Text segment:
=== Begin Enclosure ===

There’s just one problem: Although she has voiced support for progressive positions like Medicare for all and free college tuition, her actual record skews moderate. She has broken from her party on votes to increase restrictions on refugees and weaken gun control. She has introduced legislation supported by GOP donor Sheldon Adelson and interviewed for a possible position in Trump’s Cabinet. She has a -0.280 DW-Nominate score, which measures politicians on a scale from -1 (most liberal) to 1 (most conservative) based on their congressional voting records. That made her more conservative than 83 percent of House Democrats in the 115th Congress.
True-believer progressives also balk at Gabbard’s lengthy opposition-research file, which is bulging with ties to controversial figures and lingering questions about her conservative upbringing. While some say her opposition to military intervention in Syria makes her an advocate for peace, others say it makes her a “mouthpiece” for Syrian President Bashar al-Assad. In 2017, she was widely rebuked for taking a meeting with Assad, an act that legitimized the accused war criminal, and saying she was “skeptical” of the U.S. conclusion that Assad had used chemical weapons. The previous year, she was one of only three members of Congress to vote against a resolution condemning the Syrian government’s use of force against its own people.

=== End Enclosure ===

[Dataset records]
=== Begin Enclosure ===

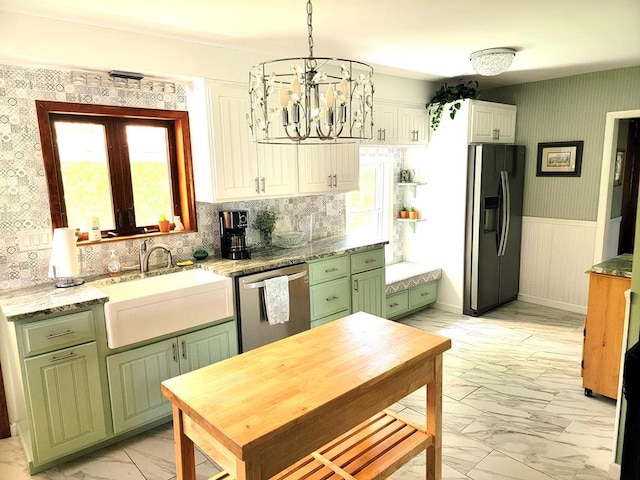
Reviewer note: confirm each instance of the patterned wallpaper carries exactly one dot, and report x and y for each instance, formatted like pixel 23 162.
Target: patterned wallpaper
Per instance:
pixel 564 109
pixel 24 201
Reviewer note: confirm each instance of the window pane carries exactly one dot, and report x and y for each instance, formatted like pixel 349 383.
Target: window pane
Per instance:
pixel 85 173
pixel 365 225
pixel 150 173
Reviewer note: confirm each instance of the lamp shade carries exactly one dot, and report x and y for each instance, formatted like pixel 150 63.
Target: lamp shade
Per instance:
pixel 64 255
pixel 492 61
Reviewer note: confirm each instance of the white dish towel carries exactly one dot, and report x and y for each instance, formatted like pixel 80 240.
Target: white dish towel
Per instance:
pixel 276 299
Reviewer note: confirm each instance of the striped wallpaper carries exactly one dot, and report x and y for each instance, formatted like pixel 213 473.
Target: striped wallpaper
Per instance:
pixel 564 109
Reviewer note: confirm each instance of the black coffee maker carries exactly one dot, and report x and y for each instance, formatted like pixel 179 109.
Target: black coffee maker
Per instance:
pixel 232 234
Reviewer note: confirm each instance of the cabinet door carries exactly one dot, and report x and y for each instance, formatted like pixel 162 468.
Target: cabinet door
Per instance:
pixel 329 298
pixel 235 159
pixel 204 347
pixel 346 167
pixel 65 397
pixel 278 169
pixel 368 292
pixel 134 383
pixel 492 123
pixel 386 119
pixel 315 173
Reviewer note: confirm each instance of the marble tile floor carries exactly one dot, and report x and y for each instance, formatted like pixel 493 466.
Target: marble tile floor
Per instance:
pixel 513 408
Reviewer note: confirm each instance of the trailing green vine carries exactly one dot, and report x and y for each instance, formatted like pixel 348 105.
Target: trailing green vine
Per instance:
pixel 451 94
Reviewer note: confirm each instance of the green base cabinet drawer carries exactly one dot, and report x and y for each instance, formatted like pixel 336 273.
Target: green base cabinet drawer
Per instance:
pixel 330 269
pixel 423 294
pixel 363 261
pixel 329 298
pixel 60 332
pixel 397 303
pixel 65 398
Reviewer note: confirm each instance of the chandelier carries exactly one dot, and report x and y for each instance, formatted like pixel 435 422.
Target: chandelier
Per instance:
pixel 311 99
pixel 492 61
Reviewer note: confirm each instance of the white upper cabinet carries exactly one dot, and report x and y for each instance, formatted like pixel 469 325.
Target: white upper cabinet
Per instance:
pixel 330 168
pixel 492 122
pixel 413 126
pixel 400 125
pixel 385 123
pixel 244 169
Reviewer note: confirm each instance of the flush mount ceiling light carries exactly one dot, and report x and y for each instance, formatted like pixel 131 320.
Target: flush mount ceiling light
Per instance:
pixel 492 61
pixel 311 99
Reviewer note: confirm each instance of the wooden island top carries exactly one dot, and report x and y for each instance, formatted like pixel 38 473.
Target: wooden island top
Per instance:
pixel 260 412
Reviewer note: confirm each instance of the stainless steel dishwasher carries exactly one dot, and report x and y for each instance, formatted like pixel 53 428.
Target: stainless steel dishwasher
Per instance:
pixel 255 330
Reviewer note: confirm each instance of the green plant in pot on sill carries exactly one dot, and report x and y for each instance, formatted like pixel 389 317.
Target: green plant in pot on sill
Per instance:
pixel 163 224
pixel 266 224
pixel 451 94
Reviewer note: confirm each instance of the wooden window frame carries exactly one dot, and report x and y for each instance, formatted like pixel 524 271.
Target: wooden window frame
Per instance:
pixel 113 117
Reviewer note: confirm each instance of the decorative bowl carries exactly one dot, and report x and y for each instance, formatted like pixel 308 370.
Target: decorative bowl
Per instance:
pixel 288 239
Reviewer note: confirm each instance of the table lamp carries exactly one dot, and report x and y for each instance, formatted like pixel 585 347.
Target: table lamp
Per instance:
pixel 63 264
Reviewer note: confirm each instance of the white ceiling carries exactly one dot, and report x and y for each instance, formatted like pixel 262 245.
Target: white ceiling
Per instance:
pixel 425 39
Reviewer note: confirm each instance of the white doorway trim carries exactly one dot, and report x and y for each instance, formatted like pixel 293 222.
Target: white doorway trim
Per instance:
pixel 606 182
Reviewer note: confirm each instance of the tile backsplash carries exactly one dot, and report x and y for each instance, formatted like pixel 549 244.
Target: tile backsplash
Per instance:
pixel 24 202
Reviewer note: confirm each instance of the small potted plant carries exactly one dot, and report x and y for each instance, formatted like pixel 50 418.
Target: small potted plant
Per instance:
pixel 164 224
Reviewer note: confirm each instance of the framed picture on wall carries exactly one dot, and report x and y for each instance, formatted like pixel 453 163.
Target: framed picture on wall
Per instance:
pixel 619 168
pixel 560 159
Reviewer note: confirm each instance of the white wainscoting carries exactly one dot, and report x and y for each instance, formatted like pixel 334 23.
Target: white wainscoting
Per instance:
pixel 555 255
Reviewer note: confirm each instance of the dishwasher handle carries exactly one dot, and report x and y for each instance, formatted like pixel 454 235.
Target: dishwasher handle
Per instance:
pixel 291 278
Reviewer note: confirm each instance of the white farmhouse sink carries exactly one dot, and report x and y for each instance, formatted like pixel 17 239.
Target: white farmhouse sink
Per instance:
pixel 151 307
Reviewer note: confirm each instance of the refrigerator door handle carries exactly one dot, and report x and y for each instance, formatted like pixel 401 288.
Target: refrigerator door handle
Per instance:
pixel 506 212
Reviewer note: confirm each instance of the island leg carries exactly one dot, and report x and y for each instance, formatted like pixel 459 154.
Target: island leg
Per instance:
pixel 185 453
pixel 434 422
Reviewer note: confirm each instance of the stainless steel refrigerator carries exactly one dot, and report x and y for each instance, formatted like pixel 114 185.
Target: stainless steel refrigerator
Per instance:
pixel 494 226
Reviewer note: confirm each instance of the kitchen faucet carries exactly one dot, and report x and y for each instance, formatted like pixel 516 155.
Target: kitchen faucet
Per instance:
pixel 146 252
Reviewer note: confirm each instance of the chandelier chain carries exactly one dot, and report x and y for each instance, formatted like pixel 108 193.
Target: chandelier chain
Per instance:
pixel 310 27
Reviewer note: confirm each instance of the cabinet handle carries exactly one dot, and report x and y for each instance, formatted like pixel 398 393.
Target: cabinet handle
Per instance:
pixel 51 336
pixel 64 357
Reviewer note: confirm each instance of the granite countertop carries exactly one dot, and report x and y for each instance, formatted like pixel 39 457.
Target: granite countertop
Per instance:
pixel 46 299
pixel 620 266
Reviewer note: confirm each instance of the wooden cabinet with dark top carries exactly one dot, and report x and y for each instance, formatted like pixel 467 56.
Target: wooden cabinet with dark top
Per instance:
pixel 603 332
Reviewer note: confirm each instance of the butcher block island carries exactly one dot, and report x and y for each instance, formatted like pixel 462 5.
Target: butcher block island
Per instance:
pixel 314 403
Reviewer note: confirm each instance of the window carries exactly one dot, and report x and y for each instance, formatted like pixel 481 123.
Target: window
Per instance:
pixel 368 208
pixel 128 166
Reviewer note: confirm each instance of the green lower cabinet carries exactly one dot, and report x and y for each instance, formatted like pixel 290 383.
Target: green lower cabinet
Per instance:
pixel 411 300
pixel 135 375
pixel 368 292
pixel 65 397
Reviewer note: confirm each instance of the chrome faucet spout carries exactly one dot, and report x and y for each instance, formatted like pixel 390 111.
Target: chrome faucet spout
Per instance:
pixel 145 253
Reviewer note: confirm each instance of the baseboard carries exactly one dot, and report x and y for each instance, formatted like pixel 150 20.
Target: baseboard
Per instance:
pixel 553 303
pixel 614 471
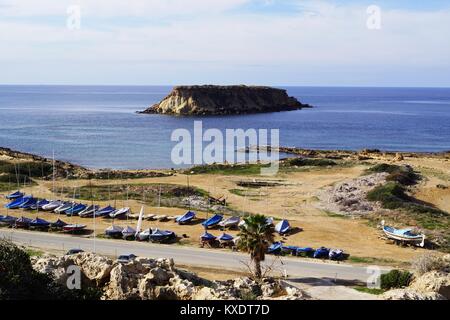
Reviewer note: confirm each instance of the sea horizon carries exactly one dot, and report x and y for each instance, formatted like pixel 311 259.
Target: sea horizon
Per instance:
pixel 96 126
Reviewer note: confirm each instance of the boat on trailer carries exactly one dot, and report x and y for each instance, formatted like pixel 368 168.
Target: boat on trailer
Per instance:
pixel 119 213
pixel 404 235
pixel 15 195
pixel 55 204
pixel 214 220
pixel 7 220
pixel 186 218
pixel 275 248
pixel 106 211
pixel 29 204
pixel 16 203
pixel 230 222
pixel 64 207
pixel 89 211
pixel 76 209
pixel 283 227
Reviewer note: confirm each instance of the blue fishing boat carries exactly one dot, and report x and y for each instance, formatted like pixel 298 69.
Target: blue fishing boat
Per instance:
pixel 322 252
pixel 76 208
pixel 106 211
pixel 289 249
pixel 39 223
pixel 64 207
pixel 224 237
pixel 58 224
pixel 214 220
pixel 7 220
pixel 185 218
pixel 38 204
pixel 161 235
pixel 275 248
pixel 206 237
pixel 22 222
pixel 41 203
pixel 305 251
pixel 404 235
pixel 89 211
pixel 29 204
pixel 16 203
pixel 15 195
pixel 282 227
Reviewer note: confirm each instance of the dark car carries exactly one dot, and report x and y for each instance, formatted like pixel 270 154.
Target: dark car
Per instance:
pixel 124 258
pixel 74 251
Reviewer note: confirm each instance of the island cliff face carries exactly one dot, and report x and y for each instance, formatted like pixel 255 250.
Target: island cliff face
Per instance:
pixel 225 100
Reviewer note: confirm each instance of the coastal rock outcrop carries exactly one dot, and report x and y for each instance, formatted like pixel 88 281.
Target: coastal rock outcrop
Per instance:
pixel 225 100
pixel 429 283
pixel 158 279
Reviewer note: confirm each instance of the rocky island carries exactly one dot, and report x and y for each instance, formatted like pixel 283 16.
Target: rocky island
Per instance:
pixel 225 100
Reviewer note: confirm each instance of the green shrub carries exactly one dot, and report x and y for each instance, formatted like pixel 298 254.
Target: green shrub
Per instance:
pixel 395 279
pixel 301 162
pixel 404 175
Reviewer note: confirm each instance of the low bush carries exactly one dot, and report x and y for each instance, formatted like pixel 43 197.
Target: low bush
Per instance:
pixel 302 162
pixel 429 262
pixel 395 279
pixel 404 175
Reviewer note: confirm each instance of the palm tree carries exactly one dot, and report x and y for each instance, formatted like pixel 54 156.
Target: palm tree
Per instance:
pixel 255 236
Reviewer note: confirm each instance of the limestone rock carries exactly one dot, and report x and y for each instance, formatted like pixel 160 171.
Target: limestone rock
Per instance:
pixel 225 100
pixel 411 294
pixel 433 281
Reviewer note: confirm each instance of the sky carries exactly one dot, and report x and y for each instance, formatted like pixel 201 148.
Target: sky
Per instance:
pixel 263 42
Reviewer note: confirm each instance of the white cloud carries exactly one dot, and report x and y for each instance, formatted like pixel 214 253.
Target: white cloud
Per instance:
pixel 321 38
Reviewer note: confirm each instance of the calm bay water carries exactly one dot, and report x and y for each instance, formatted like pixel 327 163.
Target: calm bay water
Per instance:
pixel 97 126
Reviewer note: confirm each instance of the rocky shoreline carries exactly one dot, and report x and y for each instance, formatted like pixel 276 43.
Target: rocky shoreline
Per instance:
pixel 225 100
pixel 158 279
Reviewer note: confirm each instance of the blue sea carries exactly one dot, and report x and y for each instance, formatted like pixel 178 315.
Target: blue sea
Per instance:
pixel 98 127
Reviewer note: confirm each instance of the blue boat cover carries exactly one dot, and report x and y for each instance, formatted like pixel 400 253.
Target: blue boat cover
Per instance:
pixel 23 221
pixel 226 237
pixel 215 219
pixel 8 219
pixel 28 204
pixel 38 222
pixel 17 202
pixel 188 216
pixel 75 209
pixel 59 224
pixel 15 195
pixel 276 246
pixel 207 237
pixel 105 211
pixel 282 227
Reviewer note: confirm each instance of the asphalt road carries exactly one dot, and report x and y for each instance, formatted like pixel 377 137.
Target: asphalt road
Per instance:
pixel 294 267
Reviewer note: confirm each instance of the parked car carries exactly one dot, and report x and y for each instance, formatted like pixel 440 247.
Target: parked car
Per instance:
pixel 124 258
pixel 74 251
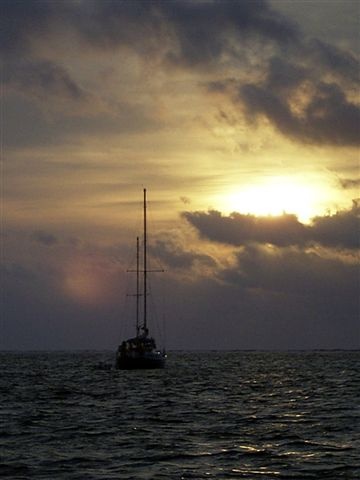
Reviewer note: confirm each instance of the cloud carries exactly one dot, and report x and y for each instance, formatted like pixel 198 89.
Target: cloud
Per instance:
pixel 292 271
pixel 43 78
pixel 335 60
pixel 349 182
pixel 340 230
pixel 45 238
pixel 328 117
pixel 176 255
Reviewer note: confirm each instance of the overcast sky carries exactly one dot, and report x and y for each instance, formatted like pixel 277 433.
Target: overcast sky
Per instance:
pixel 241 118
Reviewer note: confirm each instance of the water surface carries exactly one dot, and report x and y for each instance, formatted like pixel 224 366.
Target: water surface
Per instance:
pixel 213 415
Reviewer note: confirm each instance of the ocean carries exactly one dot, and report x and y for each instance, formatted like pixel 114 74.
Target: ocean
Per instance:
pixel 207 415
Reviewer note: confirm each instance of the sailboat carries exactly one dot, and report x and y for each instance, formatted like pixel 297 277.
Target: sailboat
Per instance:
pixel 140 352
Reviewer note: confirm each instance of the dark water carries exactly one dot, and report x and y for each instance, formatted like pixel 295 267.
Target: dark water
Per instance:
pixel 207 415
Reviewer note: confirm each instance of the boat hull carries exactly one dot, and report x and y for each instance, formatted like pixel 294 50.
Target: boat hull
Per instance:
pixel 140 362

=== End Enclosure ===

Exercise requirements:
1) In the passage on Gabbard's record, duplicate everything from "True-believer progressives also" down to "its own people.".
2) According to the passage on Gabbard's record, what is her DW-Nominate score?
3) Resume the passage on Gabbard's record from where it stops.

Answers for this exercise:
1)
True-believer progressives also balk at Gabbard’s lengthy opposition-research file, which is bulging with ties to controversial figures and lingering questions about her conservative upbringing. While some say her opposition to military intervention in Syria makes her an advocate for peace, others say it makes her a “mouthpiece” for Syrian President Bashar al-Assad. In 2017, she was widely rebuked for taking a meeting with Assad, an act that legitimized the accused war criminal, and saying she was “skeptical” of the U.S. conclusion that Assad had used chemical weapons. The previous year, she was one of only three members of Congress to vote against a resolution condemning the Syrian government’s use of force against its own people.

2) -0.280

3)
Closer to home, Gabbard grew up a spiritual follower of a Hare Krishna sect that has been accused by former members of being an authoritarian cult. Its teachings ran the gamut from environmentalism to anti-gay activism, something that has already created headaches for Gabbard’s presidential campaign. As a teenager, Gabbard worked with her father, a fervent crusader against gay rights, at the Alliance for Traditional Marriage, which supported conversion therapy and helped pass an anti-same-sex marriage law. At least twice as a state representative, Gabbard referred to LGBT-rights advocates as “homosexual extremists.” She has since apologized and released a lengthy statement affirming her support for same-sex marriage and “LGBTQ+” rights, but as late as 2016, she told Ozy magazine that her personal views remained unchanged. In 2017, she told the New Yorker, “Just because that’s not my lifestyle, I don’t think that government should make sure that everybody else’s lifestyles match my own.”
Overall, Gabbard is a good example of why the “progressive vs. establishment” narrative is a flawed one. Really, party divisions unfold along two dimensions: ideology (progressive vs. moderate) and tone (establishment vs. anti-establishment). Gabbard is an anti-establishment moderate, and it’s not clear if there’s an appetite for that in a primary. Then again, that’s what Trump was — and GOP primary voters didn’t seem bothered by his controversies and frequent departures from conservative gospel. The big question for Gabbard is whether Democratic voters are also willing to look past similar imperfections for the right messenger. And like Trump, she is a compelling messenger.